Every record has to be written out exactly, with no line missing.

Collection entries:
• • • • • • •

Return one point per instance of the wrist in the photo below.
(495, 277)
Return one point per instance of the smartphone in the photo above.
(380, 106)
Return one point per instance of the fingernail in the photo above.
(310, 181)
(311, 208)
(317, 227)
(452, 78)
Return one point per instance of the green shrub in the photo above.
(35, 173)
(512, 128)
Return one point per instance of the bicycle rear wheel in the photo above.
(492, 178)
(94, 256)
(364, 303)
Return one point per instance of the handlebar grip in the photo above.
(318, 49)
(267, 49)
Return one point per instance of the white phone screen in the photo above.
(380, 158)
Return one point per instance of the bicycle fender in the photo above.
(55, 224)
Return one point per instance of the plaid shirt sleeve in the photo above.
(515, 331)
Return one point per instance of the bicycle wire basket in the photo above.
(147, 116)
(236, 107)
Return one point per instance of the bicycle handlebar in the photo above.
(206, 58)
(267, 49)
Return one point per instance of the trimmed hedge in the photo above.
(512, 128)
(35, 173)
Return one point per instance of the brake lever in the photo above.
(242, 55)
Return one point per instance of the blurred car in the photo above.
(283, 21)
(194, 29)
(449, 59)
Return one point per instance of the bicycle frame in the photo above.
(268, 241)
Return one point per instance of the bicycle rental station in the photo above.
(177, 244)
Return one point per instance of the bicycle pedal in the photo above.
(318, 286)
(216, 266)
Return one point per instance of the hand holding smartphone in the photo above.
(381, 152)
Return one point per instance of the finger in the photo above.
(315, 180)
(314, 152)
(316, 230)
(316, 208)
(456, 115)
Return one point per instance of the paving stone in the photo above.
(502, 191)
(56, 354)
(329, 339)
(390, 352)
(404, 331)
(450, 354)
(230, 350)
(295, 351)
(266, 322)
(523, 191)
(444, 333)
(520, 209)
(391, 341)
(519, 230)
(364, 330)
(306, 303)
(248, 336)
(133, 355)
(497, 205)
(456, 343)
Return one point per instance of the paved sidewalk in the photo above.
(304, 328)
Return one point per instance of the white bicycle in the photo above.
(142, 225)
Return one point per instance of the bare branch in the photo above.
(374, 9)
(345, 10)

• • • • • • •

▶ **Your solution**:
Return one point per instance of the wrist in the photo below.
(495, 277)
Return one point per instance of the smartphone in the photo above.
(380, 106)
Return one point per instance of the fingernail in the photo above.
(310, 181)
(311, 208)
(317, 227)
(452, 78)
Return one point per instance of the green shrub in the photo above.
(35, 173)
(512, 128)
Return one point per instance of the bicycle rear wheel in the photo above.
(492, 178)
(94, 256)
(364, 303)
Return one point per instance of the handlebar grip in the photo above.
(318, 49)
(267, 49)
Return one point per instance of the white phone screen in the photo above.
(380, 158)
Return one point per instance of the bicycle fender in the photo above.
(55, 224)
Return one point per instance of the plaid shirt sleeve in the photo above.
(515, 331)
Return one point per instance of the bicycle wire basket in the photo above.
(147, 116)
(236, 107)
Return one point per instance of the bicycle handlebar in the photo above.
(206, 58)
(267, 49)
Return one point per instance of the trimmed hedge in the photo above.
(512, 128)
(35, 173)
Return one point per instance of the brake lever in the photo above.
(242, 55)
Return one point per instance of the blurred car in the photo above.
(283, 21)
(194, 29)
(449, 59)
Return one point per instance of the bicycle frame in the photo above.
(268, 241)
Return one point per instance of the bicycle rental station in the photo above.
(177, 244)
Return one point per instance of the bicycle pedal in the photo above.
(318, 286)
(216, 266)
Return one point per instance of the hand holding smartphone in the photo above.
(381, 152)
Return one point per instance of the finger in the photo above.
(315, 180)
(314, 152)
(316, 230)
(316, 208)
(456, 115)
Return one point per instance of the paving stone in the photo above.
(502, 191)
(56, 354)
(329, 339)
(390, 352)
(404, 331)
(450, 354)
(230, 350)
(295, 351)
(266, 322)
(523, 191)
(444, 333)
(520, 209)
(391, 341)
(519, 230)
(364, 330)
(306, 303)
(248, 336)
(133, 355)
(497, 205)
(456, 343)
Return one point per instance of the paved sidewalk in the photo above.
(304, 328)
Return one point per instance of the white bicycle in the photo above.
(142, 225)
Return one point per instance of the bare branch in the photo above.
(374, 9)
(345, 10)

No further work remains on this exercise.